##### Text for analysis
Looking at This Makes My Heart Black

On January 5 in 2017, I walked along the Agean sea and remembered my father who died on this day the year before. The things I should have done, the desire to rewrite the past. But why punish myself with guilt? A line from Bergman’s The Seventh Seal came to mind: “I often wonder why people torment themselves as soon as they can.” I ran my hands along the stone wall of an ancient fortress while tormenting myself for everything left unsaid and undone. Perhaps this self-punishment was an echo of the blood sacrifices of the past, a modern variation on the ritual of sati or the tribes who chopped off their fingers to illustrate their grief for the ones they’ve lost, to relieve their guilt for continuing to live.

As I walked along the sea of a strange country, I recalled the day-to-day details of my last year with my father. Our morning drives to physical therapy, his constant tidying of our tiny pantry shelf. The comfortable rhythm of our conversations and silences, our little routines and quiet complaints. We built a life together, two men living in small clinical rooms, waiting for the phone to ring with news of a lung. Looking up at the clear winter sky, I realized my parents would kick my ass if they saw me brooding like this—and I was pleasantly startled to find that I was still having a conversation with them. Here was a small moment of grace at the end of a pier in the Aegean sea.
##########
##### Data shown
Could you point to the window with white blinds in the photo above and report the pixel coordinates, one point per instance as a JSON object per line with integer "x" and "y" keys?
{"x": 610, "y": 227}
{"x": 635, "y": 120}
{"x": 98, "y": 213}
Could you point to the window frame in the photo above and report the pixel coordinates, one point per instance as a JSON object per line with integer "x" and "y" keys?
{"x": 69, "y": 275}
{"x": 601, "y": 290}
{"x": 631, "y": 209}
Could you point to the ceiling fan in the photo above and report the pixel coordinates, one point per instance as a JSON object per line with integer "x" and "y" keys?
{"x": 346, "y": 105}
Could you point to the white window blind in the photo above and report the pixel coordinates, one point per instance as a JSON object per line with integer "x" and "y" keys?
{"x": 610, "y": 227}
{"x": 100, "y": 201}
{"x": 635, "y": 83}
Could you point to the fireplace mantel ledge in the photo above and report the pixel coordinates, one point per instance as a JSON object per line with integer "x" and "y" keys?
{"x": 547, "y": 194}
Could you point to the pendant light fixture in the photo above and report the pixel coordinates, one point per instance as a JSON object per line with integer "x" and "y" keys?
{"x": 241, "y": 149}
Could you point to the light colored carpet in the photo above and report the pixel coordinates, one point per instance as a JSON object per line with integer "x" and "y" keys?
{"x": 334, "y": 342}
##########
##### Data shown
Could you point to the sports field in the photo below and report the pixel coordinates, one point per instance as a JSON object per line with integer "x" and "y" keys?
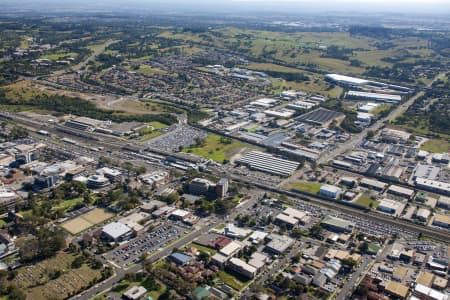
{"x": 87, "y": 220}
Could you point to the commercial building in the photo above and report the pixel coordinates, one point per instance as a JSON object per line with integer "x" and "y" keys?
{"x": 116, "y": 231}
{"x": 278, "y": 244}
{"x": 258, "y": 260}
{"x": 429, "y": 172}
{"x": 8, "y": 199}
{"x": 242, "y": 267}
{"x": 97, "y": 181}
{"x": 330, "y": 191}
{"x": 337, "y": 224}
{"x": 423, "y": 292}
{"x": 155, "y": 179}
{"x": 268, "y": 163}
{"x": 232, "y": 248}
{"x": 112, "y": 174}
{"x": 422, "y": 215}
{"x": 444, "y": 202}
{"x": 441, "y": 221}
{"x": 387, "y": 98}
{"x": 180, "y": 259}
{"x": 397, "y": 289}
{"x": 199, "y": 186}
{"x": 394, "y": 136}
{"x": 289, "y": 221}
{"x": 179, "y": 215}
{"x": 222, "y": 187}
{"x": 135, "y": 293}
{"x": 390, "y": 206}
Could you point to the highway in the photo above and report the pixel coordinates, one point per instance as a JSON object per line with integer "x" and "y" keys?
##########
##### Data shown
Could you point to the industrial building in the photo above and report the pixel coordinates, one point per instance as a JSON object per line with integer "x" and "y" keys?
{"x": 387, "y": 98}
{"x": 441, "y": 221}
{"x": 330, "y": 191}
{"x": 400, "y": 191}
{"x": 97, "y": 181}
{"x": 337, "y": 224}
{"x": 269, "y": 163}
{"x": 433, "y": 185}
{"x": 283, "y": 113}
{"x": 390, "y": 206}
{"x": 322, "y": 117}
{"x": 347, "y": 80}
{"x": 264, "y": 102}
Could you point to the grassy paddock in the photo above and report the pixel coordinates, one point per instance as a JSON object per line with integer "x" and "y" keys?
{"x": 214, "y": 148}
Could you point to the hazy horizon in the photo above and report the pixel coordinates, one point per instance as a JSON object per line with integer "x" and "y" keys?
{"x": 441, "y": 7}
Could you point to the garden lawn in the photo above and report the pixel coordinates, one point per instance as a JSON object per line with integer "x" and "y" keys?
##########
• _Your instructions_
Extend the essay above about grieving a father beside the Aegean sea, picking up after its final sentence about the moment of grace at the end of the pier.

• _Exercise response_
A few days later, Candy and I began working on a mural in the Lakkos neighborhood of Heraklion. Grief Is a Beast That Will Never Be Tamed combines a short meditation on mourning with a retooled collage of the Pietà. The title came one morning while I wandered the strange region between wakefulness and sleep, surfacing from another dream of my departed parents, their faces before me and very much alive yet I could only say you’re not supposed to be here. I do not know how to grieve. Without faith in an otherworldly logic to the universe, two options present themselves: wallowing in pity and guilt, or moving forward with my chin up and the sensation that I’ve buried something.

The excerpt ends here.